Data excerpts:
——
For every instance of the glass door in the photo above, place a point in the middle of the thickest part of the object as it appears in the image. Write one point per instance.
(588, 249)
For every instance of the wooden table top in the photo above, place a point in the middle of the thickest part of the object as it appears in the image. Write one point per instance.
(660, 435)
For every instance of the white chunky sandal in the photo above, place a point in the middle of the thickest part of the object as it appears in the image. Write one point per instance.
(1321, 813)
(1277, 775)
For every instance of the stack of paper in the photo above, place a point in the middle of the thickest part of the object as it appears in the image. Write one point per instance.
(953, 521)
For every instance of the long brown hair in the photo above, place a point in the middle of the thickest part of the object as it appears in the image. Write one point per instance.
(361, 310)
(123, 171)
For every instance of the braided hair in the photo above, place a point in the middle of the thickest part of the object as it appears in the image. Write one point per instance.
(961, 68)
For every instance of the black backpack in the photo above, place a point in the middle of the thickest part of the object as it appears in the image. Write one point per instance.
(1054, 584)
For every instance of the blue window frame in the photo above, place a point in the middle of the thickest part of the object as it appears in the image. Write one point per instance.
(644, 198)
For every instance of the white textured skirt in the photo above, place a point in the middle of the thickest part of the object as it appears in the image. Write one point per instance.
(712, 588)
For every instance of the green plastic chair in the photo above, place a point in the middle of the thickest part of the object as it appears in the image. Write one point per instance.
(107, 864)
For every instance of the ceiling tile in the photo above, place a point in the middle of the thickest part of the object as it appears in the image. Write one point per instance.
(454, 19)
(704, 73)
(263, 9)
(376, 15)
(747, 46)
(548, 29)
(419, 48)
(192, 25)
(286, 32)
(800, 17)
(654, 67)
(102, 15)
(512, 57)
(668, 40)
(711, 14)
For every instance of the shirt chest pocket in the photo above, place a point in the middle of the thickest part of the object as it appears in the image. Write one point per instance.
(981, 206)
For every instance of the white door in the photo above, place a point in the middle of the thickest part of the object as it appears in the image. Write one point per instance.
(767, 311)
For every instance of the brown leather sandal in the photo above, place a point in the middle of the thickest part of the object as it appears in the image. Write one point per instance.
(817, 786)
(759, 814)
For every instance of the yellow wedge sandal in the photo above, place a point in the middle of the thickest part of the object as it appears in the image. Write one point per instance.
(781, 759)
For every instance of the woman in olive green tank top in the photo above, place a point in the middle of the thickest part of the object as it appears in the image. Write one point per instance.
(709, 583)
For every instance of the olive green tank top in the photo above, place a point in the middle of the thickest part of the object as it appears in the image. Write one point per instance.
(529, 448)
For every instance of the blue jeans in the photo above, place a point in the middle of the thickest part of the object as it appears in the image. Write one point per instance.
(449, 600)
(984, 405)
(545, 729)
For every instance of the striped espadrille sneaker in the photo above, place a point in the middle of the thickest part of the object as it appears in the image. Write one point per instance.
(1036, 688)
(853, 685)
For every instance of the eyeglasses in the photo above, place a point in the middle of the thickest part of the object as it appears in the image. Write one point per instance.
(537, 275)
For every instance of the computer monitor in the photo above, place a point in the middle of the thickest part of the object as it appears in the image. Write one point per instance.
——
**INSTRUCTIONS FOR THE TASK:**
Copy all of the entries above exactly as shown.

**ANSWER TO THIS PROBLEM:**
For every instance of the glass door in the photo above, place a point in the middle of the thickest part of the object as it appears in the image. Write one point per instance.
(588, 249)
For every instance of the wooden table top in the photo above, place a point in the middle of the thickest part of the object as it appears in the image. Write one point per instance.
(660, 435)
For every instance of the white chunky sandal in the photo above, place a point in the middle of the thickest part of the object as it appears in the image. Write one point per instance.
(1321, 813)
(1277, 775)
For every instance of the stack of paper in the photo above, place a point in the middle of the thickest part of the object as it appears in the image. Write one point per instance.
(953, 521)
For every instance of the long brown hair in the photo above, place a point in the middle of the thickest part of the object as it appears in the image. Write one point per instance.
(361, 310)
(123, 171)
For every instance of the braided hair in the photo above, place a point in the middle of the thickest part of the object as it appears in the image. Write one point per instance.
(961, 68)
For every instance of the black backpack in the photo above, place a point in the middle of the thickest part of the object as it appears in the image. Write one point per instance.
(1054, 584)
For every instance of the blue window frame in the photo above, place a point in the middle of the thickest part of the object as it appears in the image. Write one point per instance.
(644, 198)
For every instance of the white textured skirt in the photo above, place a point in the middle of the thickest part of the object as it appears in the image. Write one point per instance.
(712, 588)
For every instance of the green plastic chair in the photo above, place a point in the middle of the thickest part of the object as it appears in the image. Write one point per instance.
(107, 864)
For every instance of the ceiling tile in the photo above, place a point in the middle of the thickest part of the object as it appears in the image. Write one point per instance.
(454, 19)
(704, 73)
(263, 9)
(376, 15)
(747, 46)
(548, 29)
(419, 48)
(192, 25)
(286, 32)
(800, 17)
(654, 67)
(102, 15)
(512, 57)
(668, 40)
(711, 14)
For every instance of the shirt chest pocket in the photo above, place a point in the middle of the thickest part of the object as it appears in the image. Write one point per instance.
(981, 206)
For every instance of the white door in the photo above, place a point in the middle of the thickest part of the object as it appears in the image. Write one point per instance.
(767, 311)
For every instance of the brown leather sandal in the photo above, place a point in the middle of the thickest part of the object as it appears in the image. Write one point per instance.
(817, 786)
(759, 814)
For every instance of the yellow wedge sandal in the photo above, place a point in the middle of the thickest part of the object as it appears in the image. Write one point per instance.
(781, 759)
For every instance of the woman in olive green tank top in the photo above, place a point in the middle of the thickest part of the object as it appears in the image. Write one point per instance.
(709, 583)
For every instance of the olive green tank top in the photo above, place a point in the middle of the thickest part of the object as it appears in the image. Write one point per instance.
(529, 448)
For every instance of the blue jeans in the photo above, place a point in the middle of the thickest part of the object as it appears in the image. Write one point per instance.
(449, 600)
(984, 405)
(545, 729)
For every instance of the striped espadrille sneaker in the photo above, place a point in the middle of the thickest part of the object as it appears in the image. Write one point per instance.
(1036, 688)
(853, 685)
For every instance of the eyeglasses in the photo above, place a point in the middle of the thickest part of the object as it appears in the image. Write one point per instance.
(537, 275)
For every instance of the computer monitor in the photo above, place a point in the middle of the thickest part of the object as it appears in the image. Write one point per instance.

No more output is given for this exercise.